*SELECTED EXCERPT*

The word engineering never stops, does it? When radical policies are proposed, the first step is to change the lexicon to make it seem less extreme, even mundane.
That has certainly been true in the euthanasia movement. Indeed, as described by Ian Dowbiggin in A Concise History of Euthanasia, the term “euthanasia” — which originally meant a peaceful death, in a state of grace — was the first word co-opted by advocates of mercy killing or assisted suicide as a tactic to obscure the fact that the practice involves killing.
The Current Gooey Euphemism
But “euthanasia” no longer obscures, so the current gooey euphemism of choice in the euthanasia/assisted-suicide movement is “medical aid in dying,” or MAID. Once the death activists started pushing it, most — albeit not all — media adopted that terminology. Science writer Rachel E. Gross describes the purpose for the word engineering in the pages of the New York Times. From, “How Aid in Dying Became Medical, Not Moral”:
Many health advocates and medical professionals insist that a terminally ill patient taking medication to hasten the end is doing something fundamentally different from suicide. The term “medical aid in dying,” they say, is meant to emphasize that someone with a terminal diagnosis is not choosing whether but how to die. . . .

*DATA EXCERPTS*
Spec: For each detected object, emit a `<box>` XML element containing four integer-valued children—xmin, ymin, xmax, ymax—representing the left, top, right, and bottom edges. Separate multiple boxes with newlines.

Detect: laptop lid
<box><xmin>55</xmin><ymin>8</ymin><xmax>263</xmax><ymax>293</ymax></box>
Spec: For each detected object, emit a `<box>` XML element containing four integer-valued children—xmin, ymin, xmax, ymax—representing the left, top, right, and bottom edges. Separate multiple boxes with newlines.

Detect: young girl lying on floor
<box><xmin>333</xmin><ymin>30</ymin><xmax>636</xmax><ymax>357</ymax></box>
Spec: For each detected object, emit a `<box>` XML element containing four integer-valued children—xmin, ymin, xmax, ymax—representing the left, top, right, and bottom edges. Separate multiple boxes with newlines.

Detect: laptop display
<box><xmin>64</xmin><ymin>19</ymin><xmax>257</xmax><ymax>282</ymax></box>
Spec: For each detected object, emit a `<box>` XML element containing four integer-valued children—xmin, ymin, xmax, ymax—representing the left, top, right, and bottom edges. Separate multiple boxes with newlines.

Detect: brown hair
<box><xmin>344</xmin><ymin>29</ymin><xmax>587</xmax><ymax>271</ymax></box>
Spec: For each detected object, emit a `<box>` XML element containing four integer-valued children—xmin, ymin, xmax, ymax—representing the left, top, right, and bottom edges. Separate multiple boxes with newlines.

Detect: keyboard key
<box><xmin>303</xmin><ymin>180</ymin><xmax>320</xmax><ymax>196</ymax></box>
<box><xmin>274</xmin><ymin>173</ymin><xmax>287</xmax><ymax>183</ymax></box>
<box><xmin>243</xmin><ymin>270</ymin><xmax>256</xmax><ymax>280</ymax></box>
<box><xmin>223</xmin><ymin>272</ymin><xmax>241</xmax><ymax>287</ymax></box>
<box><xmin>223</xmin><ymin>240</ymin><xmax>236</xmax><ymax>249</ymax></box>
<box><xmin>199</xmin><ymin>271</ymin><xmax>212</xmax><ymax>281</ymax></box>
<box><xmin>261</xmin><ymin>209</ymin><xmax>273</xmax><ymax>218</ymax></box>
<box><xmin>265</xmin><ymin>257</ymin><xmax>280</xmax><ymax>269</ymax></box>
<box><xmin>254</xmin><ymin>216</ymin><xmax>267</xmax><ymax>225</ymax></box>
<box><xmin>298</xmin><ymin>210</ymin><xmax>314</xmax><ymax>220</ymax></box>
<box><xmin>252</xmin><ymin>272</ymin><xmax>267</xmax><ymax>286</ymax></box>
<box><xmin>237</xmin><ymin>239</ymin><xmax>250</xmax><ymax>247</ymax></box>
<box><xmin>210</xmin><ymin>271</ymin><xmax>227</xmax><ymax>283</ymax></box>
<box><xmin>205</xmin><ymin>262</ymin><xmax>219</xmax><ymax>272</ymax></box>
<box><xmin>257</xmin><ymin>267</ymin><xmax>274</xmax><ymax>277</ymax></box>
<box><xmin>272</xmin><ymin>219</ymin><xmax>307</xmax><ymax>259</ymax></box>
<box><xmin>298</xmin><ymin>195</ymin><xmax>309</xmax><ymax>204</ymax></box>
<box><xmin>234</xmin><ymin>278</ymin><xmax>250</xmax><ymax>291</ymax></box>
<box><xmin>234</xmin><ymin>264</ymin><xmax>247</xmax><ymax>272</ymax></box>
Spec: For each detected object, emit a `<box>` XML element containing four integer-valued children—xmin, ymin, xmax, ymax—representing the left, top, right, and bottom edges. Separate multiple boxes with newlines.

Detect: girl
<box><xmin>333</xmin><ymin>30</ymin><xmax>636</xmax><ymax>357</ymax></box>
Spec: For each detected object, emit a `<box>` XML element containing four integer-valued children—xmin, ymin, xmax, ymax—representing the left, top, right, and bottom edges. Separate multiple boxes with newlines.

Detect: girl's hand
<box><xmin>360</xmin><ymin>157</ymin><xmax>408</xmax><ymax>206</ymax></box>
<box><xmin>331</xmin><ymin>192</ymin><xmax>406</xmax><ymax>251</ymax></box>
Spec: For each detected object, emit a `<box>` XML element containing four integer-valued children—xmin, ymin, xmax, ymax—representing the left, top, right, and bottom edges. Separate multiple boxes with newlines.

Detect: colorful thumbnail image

*PROBLEMS AND TASKS*
1 > Reproduce the passage on euthanasia terminology from "The word engineering never" to "extreme, even mundane.".
2 > For each statement, indicate whether it agrees with the passage on euthanasia terminology, answering yes or no and quoting the deciding words: (a) The term "euthanasia" originally meant a peaceful death. (b) All media adopted the term "medical aid in dying." (c) Rachel E. Gross is identified as a science writer.
The material plays no role in what is asked here.

*EXPECTED RESULTS*
1 >
The word engineering never stops, does it? When radical policies are proposed, the first step is to change the lexicon to make it seem less extreme, even mundane.

2 >
(a) Yes: "which originally meant a peaceful death, in a state of grace"
(b) No: "most — albeit not all — media adopted that terminology"
(c) Yes: "Science writer Rachel E. Gross"